● **INSTRUCTIONS FOR THE TASK**: Repeat the records below word for word.

MATERIAL SUPPLIED section start

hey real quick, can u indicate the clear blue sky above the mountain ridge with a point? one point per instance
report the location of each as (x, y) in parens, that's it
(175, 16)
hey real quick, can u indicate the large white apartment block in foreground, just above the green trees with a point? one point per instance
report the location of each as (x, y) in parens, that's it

MATERIAL SUPPLIED section end

● **EXPECTED ANSWER**:
hey real quick, can u indicate the clear blue sky above the mountain ridge with a point? one point per instance
report the location of each as (x, y) in parens, that's it
(175, 16)
hey real quick, can u indicate the large white apartment block in foreground, just above the green trees with a point? one point per instance
report the location of each as (x, y) in parens, that's it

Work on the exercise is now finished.